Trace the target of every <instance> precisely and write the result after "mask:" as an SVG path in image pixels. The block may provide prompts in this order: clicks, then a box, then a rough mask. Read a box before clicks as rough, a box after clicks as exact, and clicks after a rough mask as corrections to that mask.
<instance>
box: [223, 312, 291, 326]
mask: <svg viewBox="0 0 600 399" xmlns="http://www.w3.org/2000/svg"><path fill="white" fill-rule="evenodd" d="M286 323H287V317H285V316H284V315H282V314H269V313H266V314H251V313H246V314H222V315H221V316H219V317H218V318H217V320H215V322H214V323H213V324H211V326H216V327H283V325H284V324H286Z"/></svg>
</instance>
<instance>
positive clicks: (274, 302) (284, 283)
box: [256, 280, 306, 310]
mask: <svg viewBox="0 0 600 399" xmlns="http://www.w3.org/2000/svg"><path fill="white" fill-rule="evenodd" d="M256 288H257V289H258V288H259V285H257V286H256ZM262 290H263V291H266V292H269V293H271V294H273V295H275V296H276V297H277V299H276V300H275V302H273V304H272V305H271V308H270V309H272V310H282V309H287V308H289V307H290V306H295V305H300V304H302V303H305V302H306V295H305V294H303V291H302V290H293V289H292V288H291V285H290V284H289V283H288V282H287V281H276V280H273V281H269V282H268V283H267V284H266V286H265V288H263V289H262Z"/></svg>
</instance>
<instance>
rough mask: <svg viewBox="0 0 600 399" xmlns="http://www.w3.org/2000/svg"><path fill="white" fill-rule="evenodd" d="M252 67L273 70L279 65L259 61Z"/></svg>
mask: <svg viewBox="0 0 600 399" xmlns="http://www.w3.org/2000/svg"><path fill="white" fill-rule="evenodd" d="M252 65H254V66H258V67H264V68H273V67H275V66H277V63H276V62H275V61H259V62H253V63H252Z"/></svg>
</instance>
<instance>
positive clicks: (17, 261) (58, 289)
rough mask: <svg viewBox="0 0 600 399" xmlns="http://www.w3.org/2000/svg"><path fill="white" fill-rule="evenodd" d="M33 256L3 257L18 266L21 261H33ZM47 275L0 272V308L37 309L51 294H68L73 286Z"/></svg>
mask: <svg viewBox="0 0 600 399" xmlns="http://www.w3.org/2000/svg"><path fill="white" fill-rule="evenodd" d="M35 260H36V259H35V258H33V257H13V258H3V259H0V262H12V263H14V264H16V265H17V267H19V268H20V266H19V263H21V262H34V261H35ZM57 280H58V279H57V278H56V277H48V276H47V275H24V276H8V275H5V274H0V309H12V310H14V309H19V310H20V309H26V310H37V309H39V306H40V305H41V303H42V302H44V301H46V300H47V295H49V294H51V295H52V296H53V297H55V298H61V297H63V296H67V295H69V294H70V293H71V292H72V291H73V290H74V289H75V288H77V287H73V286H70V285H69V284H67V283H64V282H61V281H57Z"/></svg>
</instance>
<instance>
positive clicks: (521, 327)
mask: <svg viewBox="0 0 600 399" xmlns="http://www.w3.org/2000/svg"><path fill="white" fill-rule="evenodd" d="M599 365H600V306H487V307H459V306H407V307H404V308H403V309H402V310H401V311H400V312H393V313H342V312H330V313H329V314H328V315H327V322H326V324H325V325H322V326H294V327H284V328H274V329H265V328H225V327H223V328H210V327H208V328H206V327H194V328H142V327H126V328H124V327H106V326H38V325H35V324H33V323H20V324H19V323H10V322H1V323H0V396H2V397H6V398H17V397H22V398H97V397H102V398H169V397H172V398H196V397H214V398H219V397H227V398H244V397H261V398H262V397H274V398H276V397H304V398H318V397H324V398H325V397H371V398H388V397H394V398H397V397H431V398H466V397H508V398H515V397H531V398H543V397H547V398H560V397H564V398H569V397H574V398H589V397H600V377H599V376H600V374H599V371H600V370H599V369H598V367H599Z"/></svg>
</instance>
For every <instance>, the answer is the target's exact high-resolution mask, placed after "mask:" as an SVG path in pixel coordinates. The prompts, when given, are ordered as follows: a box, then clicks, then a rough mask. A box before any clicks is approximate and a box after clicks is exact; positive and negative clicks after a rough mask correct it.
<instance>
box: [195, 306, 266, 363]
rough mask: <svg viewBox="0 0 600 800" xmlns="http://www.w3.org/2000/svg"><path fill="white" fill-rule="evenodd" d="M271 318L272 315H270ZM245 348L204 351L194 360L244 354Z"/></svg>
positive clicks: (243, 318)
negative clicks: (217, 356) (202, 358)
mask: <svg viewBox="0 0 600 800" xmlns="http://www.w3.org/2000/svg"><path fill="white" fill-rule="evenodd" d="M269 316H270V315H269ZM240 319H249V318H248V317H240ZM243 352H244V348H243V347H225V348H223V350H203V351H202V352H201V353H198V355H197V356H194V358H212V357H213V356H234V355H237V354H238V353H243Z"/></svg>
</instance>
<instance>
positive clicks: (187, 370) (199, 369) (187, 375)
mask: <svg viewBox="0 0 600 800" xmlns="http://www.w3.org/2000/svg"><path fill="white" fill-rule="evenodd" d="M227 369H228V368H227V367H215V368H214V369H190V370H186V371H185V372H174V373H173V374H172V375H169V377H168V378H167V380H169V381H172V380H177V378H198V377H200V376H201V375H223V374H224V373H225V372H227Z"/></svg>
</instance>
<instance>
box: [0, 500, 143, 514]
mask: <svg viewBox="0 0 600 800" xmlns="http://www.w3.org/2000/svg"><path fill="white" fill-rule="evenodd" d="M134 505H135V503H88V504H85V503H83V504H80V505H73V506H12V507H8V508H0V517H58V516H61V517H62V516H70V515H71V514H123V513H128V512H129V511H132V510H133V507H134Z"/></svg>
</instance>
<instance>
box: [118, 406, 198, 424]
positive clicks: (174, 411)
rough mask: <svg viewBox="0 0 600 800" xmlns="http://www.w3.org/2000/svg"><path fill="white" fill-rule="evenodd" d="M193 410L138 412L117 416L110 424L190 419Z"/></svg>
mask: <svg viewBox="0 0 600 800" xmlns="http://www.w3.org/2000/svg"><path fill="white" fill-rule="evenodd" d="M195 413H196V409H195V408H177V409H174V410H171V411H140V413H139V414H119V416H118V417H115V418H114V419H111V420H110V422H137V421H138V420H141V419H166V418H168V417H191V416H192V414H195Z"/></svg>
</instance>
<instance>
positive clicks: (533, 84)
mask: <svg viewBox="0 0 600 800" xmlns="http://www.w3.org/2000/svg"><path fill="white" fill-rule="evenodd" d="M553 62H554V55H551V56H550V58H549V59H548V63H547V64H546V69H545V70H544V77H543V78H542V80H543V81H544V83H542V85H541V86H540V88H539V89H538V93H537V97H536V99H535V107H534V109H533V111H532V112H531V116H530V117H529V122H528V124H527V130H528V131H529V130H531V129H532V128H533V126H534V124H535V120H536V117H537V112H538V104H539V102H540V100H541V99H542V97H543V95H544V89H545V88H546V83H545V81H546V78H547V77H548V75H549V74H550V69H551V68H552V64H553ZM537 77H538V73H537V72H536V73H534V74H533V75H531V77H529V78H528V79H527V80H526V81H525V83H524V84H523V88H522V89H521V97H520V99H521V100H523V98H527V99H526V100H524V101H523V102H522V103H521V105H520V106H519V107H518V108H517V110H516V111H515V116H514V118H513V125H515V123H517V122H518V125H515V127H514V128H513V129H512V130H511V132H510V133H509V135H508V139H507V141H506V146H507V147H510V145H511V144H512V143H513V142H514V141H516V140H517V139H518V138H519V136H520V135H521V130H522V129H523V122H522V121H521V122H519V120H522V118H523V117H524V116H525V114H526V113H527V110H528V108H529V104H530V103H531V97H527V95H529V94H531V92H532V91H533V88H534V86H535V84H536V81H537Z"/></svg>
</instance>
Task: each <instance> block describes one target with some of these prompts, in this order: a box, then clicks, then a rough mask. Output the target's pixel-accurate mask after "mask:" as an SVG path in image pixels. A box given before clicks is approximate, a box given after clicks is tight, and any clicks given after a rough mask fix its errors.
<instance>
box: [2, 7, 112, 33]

**********

*The problem*
Rewrite the data from its start through the line containing "box: [223, 312, 291, 326]", replacing "precisely" with "accurately" and leaving everything else unchanged.

*Final answer*
Trace the target of every <instance> accurately and write the result after "mask:" as an SVG path in image pixels. The block may provide prompts in this order: clicks, then a box, then a rough mask. Read a box before clicks as rough, a box after clicks as exact, and clicks after a rough mask as corrections to that mask.
<instance>
box: [223, 312, 291, 326]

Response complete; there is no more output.